▶ Dataset
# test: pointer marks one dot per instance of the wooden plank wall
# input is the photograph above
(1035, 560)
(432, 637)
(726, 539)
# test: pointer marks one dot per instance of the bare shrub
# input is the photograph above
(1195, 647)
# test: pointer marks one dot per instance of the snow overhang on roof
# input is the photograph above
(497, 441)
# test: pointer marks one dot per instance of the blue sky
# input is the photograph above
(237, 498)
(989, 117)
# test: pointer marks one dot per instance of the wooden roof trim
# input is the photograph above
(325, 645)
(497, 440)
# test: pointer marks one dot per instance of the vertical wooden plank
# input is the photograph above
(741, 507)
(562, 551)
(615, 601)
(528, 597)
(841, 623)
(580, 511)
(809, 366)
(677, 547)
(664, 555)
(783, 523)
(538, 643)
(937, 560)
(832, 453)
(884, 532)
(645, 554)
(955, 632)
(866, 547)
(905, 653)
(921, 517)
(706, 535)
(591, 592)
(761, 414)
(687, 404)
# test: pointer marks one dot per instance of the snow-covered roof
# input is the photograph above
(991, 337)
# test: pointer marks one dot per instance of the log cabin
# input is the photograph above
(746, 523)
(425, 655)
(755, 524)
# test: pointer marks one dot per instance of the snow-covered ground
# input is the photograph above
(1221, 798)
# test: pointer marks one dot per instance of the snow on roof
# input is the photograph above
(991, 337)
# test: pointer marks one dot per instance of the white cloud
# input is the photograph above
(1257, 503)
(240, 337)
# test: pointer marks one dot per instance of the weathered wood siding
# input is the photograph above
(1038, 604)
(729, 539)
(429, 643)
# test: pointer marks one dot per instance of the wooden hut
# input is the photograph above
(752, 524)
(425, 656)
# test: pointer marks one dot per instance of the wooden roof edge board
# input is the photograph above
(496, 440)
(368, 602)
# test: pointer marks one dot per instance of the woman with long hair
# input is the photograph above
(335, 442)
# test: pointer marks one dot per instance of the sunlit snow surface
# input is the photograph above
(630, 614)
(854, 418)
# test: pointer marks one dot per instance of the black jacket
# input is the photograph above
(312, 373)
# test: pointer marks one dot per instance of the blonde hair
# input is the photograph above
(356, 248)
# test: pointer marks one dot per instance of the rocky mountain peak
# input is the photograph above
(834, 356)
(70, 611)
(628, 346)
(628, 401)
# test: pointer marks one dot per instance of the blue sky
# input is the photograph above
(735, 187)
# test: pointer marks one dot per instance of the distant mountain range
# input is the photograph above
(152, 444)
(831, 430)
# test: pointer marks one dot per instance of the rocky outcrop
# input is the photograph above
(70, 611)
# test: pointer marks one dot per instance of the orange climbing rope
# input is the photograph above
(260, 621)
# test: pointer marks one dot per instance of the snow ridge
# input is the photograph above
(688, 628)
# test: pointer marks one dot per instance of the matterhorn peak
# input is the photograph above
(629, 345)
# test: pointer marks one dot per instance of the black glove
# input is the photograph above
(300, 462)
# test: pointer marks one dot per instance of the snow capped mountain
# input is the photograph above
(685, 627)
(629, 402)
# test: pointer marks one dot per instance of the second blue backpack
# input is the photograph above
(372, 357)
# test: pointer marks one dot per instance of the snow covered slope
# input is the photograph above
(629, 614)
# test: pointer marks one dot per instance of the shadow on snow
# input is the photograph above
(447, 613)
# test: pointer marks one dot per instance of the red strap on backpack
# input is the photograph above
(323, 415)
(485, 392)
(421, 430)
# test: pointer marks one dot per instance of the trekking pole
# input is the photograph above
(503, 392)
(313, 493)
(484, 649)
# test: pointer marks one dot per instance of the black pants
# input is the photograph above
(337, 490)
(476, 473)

▶ Exercise
Repeat every record, keeping each word and mark exactly as it is.

▶ Correct answer
# test: pointer marks one dot per instance of the wooden plank wall
# input is the photograph above
(1035, 560)
(432, 637)
(726, 539)
# test: pointer marks one dot per instance of the bare shrub
# input is the photograph above
(1195, 647)
# test: pointer marks one dot per instance of the snow overhang on roof
# input is the photograph above
(497, 441)
# test: pointer marks one dot per instance of the blue sky
# input is the photograph above
(237, 498)
(989, 117)
# test: pointer marks one dot per instance of the wooden roof trim
# input is the photograph above
(325, 645)
(497, 440)
# test: pointer marks one dot per instance of the vertical wooden plank
# input is the photograph above
(741, 507)
(562, 551)
(615, 601)
(528, 597)
(841, 623)
(580, 511)
(809, 366)
(677, 547)
(664, 555)
(783, 523)
(538, 643)
(937, 560)
(832, 453)
(884, 532)
(645, 554)
(955, 632)
(866, 547)
(905, 653)
(921, 517)
(706, 535)
(591, 592)
(761, 414)
(687, 404)
# test: pointer marks one dot per instance of the snow-covered roof
# input is the photograph above
(991, 337)
# test: pointer marks one dot per instance of the log cabin
# input is the photograph above
(746, 523)
(425, 655)
(755, 524)
# test: pointer marks one dot per instance of the snow-covered ground
# input is the photograph above
(1221, 798)
# test: pointer marks one dot per instance of the snow on roof
# input is the photograph above
(991, 337)
# test: pointer marks one dot per instance of the white cloud
# input is the photograph above
(1257, 503)
(240, 337)
# test: pointer marks one dot per instance of the weathered wood siding
# input is the photograph above
(1038, 604)
(729, 539)
(429, 643)
# test: pointer marks one dot per instance of the wooden hut
# input is the photograph above
(752, 524)
(425, 656)
# test: pointer marks one dot per instance of the wooden roof edge board
# input is the photograph above
(496, 440)
(368, 602)
# test: pointer marks one dot per instance of the woman with long hair
# input is the photograph above
(335, 442)
# test: pointer marks one dot per instance of the sunlit snow surface
# input is the photograph above
(630, 614)
(854, 418)
# test: pointer marks one dot per instance of the black jacket
# input is the photograph above
(312, 373)
# test: pointer marks one dot per instance of the blonde hair
# input is the photograph above
(356, 248)
# test: pointer marks one dot per instance of the rocky mountain peak
# input is the photograph above
(834, 356)
(70, 611)
(628, 346)
(628, 401)
# test: pointer marks one dot per instance of the blue sky
# input is the photograph above
(735, 187)
# test: pointer marks one dot per instance of the distant mountain range
# input is the photograph above
(152, 444)
(831, 430)
# test: pointer marks one dot per instance of the rocky outcrop
# input is the photograph above
(70, 611)
# test: pointer marks one dot per instance of the orange climbing rope
# input is the photograph above
(260, 621)
# test: pointer marks one dot per instance of the snow ridge
# input is the photograph above
(688, 628)
# test: pointer marks one dot per instance of the matterhorn peak
# input is the photograph above
(629, 345)
# test: pointer marks one dot per instance of the black glove
# input is the photograph above
(300, 462)
# test: pointer marks one dot per instance of the snow capped mountain
# input is the photograph above
(685, 627)
(629, 402)
# test: pointer marks one dot per instance of the second blue backpack
# input is the photograph above
(372, 357)
# test: pointer marks one dot per instance of the snow covered slope
# input is the photograph above
(629, 614)
# test: pointer marks one dot per instance of the shadow on snow
# input is the photograph above
(447, 613)
# test: pointer marks one dot per instance of the red strap on backpack
# input is the photograph above
(323, 415)
(485, 392)
(421, 430)
# test: pointer marks one dot per instance of the trekking pole
# input is the photograph above
(503, 392)
(313, 493)
(484, 649)
# test: pointer marks one dot per instance of the black pants
# input is the photograph above
(337, 490)
(476, 473)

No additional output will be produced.